• **Source extract**
┌────────
I think this is the right answer. I do also think though, that people developing ad-hoc solutions to providing different configuration depending on the environment (test, dev, prod) is undesirable.

Let’s take Repo as an example. I am not talking here about having different host names and credentials - that is trival to solve in the environment variables. But rather differences that would belong in code such as using a sandbox pool in test, using longer timeouts in production, different pool sizes etc. Just looking at my current project and its various environments, I could easily end up with a few tens of lines of configuration code in my Repo module, which would tend to discourage it being used for anything else - so it just becomes another configuration file.

I have to have some structured method to handle these compile-time environment differences. Maybe all that needs is a config macro and best practices disseminated through the generators, but we have to have some real alternative - we can’t just say “put it in code”. Well, actually we can say that and people will get on with it but their solutions will be very divergent.
└────────
• **What to work on**
• A. Reproduce the forum post on environment configuration word for word, starting with "I have to have" and going on through "be very divergent.".
• B. Please answer these questions from the forum post on environment configuration:
(i) Which three environments does the opening paragraph name?
(ii) What does the writer call trivial to solve in the environment variables?
(iii) According to the final paragraph, what might be all that is needed?

• **Given records**
┌────────
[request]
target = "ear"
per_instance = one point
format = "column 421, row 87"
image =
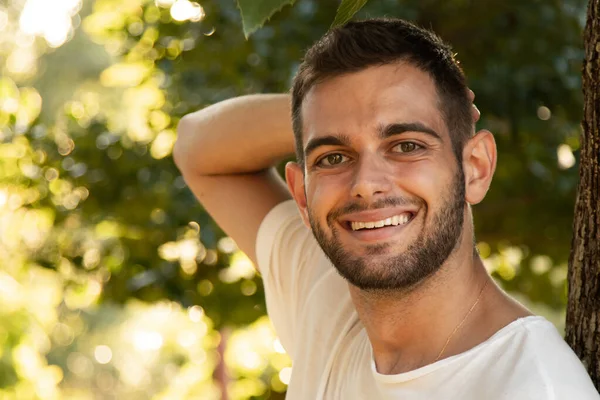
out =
column 479, row 164
column 294, row 177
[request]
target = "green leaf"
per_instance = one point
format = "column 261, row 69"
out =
column 346, row 11
column 256, row 12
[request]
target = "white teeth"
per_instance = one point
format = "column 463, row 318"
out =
column 401, row 219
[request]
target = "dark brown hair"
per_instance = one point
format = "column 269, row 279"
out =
column 361, row 44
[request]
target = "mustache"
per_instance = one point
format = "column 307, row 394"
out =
column 357, row 206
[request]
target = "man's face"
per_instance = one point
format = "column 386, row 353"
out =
column 385, row 195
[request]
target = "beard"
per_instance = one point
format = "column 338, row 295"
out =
column 404, row 270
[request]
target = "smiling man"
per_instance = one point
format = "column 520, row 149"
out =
column 372, row 279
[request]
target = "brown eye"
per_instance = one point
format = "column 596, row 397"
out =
column 332, row 160
column 406, row 147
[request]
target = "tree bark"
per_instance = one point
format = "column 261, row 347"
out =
column 583, row 310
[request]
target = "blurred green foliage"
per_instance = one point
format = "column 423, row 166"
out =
column 115, row 283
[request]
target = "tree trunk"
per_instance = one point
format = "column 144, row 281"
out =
column 583, row 310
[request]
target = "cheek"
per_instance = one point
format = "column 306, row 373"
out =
column 323, row 193
column 426, row 180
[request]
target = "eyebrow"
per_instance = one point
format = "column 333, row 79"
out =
column 329, row 140
column 386, row 131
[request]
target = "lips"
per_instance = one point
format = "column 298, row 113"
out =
column 376, row 234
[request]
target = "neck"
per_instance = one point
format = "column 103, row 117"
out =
column 408, row 328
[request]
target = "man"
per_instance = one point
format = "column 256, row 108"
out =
column 372, row 279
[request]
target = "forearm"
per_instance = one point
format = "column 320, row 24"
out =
column 241, row 135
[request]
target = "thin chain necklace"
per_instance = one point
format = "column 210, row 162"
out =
column 462, row 322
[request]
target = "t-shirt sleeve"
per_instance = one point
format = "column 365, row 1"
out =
column 302, row 289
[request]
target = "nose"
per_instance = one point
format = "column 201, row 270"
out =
column 372, row 179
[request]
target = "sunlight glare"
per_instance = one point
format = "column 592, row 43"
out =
column 51, row 20
column 183, row 10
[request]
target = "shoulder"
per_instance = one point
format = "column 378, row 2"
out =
column 543, row 366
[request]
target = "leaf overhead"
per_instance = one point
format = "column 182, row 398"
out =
column 256, row 12
column 346, row 11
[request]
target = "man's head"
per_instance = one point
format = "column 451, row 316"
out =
column 358, row 45
column 387, row 156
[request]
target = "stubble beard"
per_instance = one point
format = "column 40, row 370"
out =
column 421, row 259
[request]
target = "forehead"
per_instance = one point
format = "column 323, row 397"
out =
column 358, row 103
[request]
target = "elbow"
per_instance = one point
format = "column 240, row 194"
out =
column 183, row 148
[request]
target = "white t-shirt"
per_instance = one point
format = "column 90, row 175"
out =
column 310, row 307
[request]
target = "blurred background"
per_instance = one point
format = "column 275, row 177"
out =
column 116, row 284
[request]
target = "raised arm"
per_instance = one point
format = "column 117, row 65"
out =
column 226, row 154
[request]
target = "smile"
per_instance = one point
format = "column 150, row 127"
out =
column 401, row 219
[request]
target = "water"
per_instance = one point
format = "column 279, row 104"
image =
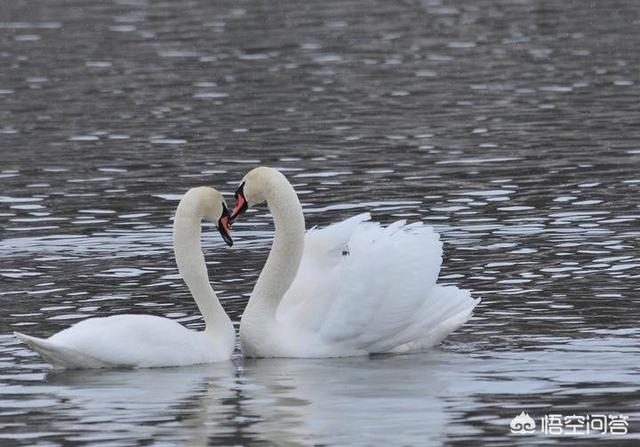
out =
column 511, row 127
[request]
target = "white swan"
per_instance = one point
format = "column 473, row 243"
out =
column 353, row 288
column 138, row 341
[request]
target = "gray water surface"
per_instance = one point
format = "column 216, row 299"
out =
column 510, row 126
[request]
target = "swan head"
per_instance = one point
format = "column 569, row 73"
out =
column 255, row 188
column 208, row 203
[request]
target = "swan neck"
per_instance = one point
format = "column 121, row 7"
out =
column 286, row 252
column 190, row 260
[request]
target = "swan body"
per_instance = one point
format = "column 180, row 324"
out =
column 352, row 288
column 138, row 341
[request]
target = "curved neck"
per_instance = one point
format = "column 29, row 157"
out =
column 286, row 252
column 192, row 268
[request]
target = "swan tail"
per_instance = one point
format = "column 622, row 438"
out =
column 61, row 356
column 444, row 311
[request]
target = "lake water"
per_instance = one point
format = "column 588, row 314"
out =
column 510, row 126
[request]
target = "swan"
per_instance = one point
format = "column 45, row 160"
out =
column 139, row 341
column 352, row 288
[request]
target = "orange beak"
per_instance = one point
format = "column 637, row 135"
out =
column 241, row 203
column 224, row 226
└────────
• **Results of the tasks**
• A.
I have to have some structured method to handle these compile-time environment differences. Maybe all that needs is a config macro and best practices disseminated through the generators, but we have to have some real alternative - we can’t just say “put it in code”. Well, actually we can say that and people will get on with it but their solutions will be very divergent.

• B.
(i) Test, dev, and prod.
(ii) Having different host names and credentials.
(iii) A config macro and best practices disseminated through the generators.